Corporate Governance
We draw shareholders attention to the Company's website www.ascentresources.co.uk which includes a full response to the new QCA Corporate Governance Code.
Outlook
Petišovci remains a very attractive project in the longer run. However, to reach the longer run we need to deal with the position as it is now. We would also benefit from successfully diversifying into other projects.
Having articulated the need for a better funded partner to achieve these objectives we look forward to the outcome on the strategic review currently drawing to a close.
Clive Carver
Non-executive Chairman
19 September 2018
Financial performance
Revenue for the first six month of 2018 was £1,281,000 up from £154,000 which was obtained from test production in the same period last year.
Cost of sales has risen with production, but despite the increase in operational activity, administrative costs were below the corresponding period in the prior year and the company is now close to breakeven on an EBITDA basis.
Following the start of commercial production in November 2017, we have begun depreciating the historic cost of the wells and infrastructure. The wells are depreciated in line with production and the infrastructure over a two-year period. This has resulted in a charge of £599,000 for the six-month period.
Closing cash at 30 June 2018 was £577,000 which includes £351,000 of restricted cash that is held on deposit as over for the €400,000 bank guarantee which supports the INA Gas Sales Agreement. As previously announced, following some amendments to that agreement in July 2018, the bank guarantee has been reduced to €200,000 and therefore a portion of these funds have been moved from restricted to unrestricted cash, post period end.
The company generated £135,000 from operations during the period and used £634,000 in investing activities. We invested £407,000 in fixed assets, during the workovers of Pg-11A and the installation of the filter separator. A further £227,000 was invested in future exploration activities, being the permitting for new wells and the extension of the concession itself. This has resulted in a net cash outflow of £499,000 during the period as no new debt or equity was raised.

(Excerpts from pointing data)
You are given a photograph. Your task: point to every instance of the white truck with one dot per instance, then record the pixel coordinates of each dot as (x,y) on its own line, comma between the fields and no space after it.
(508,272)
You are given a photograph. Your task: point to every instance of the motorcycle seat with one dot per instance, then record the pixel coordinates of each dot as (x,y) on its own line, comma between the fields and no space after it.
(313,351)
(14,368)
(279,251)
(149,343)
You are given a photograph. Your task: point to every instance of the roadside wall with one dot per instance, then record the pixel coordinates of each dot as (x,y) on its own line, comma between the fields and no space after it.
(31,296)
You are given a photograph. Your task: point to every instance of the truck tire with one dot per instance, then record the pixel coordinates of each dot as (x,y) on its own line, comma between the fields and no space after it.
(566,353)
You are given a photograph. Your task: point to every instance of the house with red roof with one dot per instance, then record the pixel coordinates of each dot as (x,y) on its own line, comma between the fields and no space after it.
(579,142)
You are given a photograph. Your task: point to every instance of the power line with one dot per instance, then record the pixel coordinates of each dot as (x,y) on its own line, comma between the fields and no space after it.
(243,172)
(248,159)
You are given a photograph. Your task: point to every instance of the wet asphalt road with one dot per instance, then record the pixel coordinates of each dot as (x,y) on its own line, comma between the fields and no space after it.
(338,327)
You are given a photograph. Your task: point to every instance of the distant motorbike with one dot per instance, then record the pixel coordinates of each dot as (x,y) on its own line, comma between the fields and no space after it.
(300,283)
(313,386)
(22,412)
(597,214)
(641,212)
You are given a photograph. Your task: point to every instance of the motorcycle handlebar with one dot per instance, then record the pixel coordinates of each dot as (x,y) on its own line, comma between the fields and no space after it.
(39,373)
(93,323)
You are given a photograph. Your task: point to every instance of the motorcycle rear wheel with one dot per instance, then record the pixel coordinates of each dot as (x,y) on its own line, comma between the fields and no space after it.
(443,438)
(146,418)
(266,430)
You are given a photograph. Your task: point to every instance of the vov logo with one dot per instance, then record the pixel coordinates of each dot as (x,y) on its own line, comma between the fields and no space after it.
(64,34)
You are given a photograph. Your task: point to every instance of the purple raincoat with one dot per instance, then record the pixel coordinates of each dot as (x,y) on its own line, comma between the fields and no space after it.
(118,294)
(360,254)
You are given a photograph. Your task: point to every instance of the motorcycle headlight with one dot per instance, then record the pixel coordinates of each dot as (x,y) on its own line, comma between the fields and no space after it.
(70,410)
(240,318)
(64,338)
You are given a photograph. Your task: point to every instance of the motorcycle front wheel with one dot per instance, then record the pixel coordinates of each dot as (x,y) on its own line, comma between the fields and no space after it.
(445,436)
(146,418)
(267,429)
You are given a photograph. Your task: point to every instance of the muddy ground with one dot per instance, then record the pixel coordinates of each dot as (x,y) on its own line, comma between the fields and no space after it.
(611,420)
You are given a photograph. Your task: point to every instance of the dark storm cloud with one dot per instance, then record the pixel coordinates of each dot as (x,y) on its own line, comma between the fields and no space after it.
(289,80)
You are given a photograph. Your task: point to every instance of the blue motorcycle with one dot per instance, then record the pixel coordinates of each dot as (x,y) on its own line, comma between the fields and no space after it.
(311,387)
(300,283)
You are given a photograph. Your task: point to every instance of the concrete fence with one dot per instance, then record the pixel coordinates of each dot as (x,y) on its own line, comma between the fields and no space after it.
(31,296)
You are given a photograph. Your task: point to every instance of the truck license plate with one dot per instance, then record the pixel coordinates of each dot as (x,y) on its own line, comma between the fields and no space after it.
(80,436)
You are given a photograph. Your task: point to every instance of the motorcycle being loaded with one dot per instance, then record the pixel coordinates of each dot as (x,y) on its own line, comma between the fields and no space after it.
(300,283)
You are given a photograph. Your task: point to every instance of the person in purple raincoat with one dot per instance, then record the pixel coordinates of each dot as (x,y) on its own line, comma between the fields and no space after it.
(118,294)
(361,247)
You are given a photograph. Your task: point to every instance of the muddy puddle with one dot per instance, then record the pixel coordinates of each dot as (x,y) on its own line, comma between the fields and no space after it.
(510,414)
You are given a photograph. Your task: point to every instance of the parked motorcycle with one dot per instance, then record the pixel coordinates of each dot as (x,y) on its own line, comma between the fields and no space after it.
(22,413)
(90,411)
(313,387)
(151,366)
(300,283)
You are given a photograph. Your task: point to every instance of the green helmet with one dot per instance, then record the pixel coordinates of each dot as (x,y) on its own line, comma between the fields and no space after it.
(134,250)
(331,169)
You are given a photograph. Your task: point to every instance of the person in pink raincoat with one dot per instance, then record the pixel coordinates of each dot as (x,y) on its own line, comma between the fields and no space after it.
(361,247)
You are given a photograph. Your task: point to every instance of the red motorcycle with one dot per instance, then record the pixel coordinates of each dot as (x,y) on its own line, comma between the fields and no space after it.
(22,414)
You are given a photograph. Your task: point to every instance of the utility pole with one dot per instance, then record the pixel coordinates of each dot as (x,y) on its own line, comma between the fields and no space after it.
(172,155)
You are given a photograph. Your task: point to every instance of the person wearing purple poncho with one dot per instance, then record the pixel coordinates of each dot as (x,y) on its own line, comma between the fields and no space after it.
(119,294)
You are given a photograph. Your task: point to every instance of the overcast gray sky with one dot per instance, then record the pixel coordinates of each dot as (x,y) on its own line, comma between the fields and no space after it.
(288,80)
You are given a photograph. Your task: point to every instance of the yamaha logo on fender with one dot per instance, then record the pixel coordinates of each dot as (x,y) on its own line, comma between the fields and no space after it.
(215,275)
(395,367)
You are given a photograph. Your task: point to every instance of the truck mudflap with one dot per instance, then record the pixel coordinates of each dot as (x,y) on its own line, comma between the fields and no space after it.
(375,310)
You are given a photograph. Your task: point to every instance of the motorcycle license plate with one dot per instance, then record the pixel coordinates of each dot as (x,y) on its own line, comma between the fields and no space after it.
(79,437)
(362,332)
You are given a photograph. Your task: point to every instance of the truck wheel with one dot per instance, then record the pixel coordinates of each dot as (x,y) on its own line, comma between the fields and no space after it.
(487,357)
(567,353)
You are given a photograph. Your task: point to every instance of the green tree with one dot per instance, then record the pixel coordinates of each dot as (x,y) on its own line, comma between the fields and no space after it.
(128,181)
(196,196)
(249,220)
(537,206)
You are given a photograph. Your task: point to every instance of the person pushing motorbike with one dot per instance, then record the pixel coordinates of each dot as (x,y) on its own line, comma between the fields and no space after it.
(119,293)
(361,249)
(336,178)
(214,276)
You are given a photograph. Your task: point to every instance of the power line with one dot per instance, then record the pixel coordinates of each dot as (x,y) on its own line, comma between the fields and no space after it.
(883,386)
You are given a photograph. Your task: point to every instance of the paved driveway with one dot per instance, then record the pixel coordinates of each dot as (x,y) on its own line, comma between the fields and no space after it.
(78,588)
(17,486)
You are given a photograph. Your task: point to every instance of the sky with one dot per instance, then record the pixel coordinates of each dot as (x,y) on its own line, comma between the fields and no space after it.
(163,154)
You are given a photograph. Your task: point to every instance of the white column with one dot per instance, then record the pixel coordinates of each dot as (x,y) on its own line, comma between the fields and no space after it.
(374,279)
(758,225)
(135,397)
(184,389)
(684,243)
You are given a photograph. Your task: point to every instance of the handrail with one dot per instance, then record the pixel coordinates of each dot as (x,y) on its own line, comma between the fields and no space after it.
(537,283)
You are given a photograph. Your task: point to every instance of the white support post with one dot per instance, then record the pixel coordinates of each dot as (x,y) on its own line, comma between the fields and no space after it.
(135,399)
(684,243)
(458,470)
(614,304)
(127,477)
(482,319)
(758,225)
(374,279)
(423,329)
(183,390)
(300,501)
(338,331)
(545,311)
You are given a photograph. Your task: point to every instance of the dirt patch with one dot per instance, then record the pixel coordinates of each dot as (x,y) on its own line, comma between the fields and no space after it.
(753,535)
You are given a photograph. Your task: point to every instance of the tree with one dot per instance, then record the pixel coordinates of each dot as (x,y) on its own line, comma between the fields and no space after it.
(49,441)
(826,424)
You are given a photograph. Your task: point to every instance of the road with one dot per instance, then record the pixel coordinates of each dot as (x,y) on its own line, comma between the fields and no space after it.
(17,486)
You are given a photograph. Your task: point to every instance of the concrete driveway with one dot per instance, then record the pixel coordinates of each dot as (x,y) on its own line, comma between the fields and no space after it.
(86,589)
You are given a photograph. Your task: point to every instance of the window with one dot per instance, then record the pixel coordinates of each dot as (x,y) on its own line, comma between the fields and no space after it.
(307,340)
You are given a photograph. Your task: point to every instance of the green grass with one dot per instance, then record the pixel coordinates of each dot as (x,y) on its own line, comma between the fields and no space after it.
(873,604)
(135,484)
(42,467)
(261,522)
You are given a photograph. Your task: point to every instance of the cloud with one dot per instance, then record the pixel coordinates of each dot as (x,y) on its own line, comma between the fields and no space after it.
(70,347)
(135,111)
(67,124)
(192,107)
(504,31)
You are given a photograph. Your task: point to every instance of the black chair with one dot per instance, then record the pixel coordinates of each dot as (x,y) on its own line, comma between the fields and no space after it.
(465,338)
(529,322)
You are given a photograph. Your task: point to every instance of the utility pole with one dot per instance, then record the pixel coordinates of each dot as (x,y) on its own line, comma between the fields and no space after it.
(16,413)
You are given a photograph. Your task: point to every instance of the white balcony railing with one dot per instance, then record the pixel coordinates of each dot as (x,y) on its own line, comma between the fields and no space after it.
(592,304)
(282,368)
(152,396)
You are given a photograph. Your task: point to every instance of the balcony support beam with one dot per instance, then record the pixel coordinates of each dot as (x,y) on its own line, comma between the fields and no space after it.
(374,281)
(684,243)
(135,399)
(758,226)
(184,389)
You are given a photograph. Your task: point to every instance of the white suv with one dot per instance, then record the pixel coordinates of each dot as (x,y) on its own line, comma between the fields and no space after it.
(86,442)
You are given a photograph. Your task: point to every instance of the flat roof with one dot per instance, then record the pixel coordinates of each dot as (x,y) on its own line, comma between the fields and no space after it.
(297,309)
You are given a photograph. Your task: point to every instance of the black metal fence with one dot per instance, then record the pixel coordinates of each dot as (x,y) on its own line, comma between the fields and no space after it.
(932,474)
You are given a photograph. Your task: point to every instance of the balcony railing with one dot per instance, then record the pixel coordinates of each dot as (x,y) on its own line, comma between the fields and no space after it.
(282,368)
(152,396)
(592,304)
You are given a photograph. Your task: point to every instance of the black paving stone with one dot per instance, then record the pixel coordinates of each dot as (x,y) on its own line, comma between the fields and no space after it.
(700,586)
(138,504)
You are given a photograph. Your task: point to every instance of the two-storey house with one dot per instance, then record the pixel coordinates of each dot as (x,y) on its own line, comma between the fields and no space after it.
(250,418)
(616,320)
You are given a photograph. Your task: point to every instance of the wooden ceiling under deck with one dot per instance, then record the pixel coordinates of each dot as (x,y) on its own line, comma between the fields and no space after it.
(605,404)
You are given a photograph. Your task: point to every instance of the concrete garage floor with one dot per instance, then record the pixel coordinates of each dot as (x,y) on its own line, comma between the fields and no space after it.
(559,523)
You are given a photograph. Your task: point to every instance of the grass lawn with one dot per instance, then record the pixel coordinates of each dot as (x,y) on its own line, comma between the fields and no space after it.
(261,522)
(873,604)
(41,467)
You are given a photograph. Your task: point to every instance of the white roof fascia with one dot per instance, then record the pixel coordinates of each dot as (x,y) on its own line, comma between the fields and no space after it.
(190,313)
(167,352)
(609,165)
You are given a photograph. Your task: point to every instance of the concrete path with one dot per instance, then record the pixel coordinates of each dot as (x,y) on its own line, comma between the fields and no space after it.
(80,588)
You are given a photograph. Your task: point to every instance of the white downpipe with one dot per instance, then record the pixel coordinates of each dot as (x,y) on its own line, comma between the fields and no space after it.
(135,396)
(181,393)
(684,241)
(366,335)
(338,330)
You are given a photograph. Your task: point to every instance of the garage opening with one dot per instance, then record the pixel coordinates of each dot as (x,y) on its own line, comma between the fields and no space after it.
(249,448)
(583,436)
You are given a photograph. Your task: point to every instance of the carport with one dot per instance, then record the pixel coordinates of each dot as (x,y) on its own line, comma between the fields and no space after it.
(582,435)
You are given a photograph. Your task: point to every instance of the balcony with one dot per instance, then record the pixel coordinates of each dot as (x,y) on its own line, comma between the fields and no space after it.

> Problems to solve
[1] According to the report, what revenue did the company record in the first half of 2018?
[2] Please echo the report from "Cost of sales" to "the six-month period.".
Rely only on the report and not on the entries.

> Expected answers
[1] £1,281,000

[2]
Cost of sales has risen with production, but despite the increase in operational activity, administrative costs were below the corresponding period in the prior year and the company is now close to breakeven on an EBITDA basis.
Following the start of commercial production in November 2017, we have begun depreciating the historic cost of the wells and infrastructure. The wells are depreciated in line with production and the infrastructure over a two-year period. This has resulted in a charge of £599,000 for the six-month period.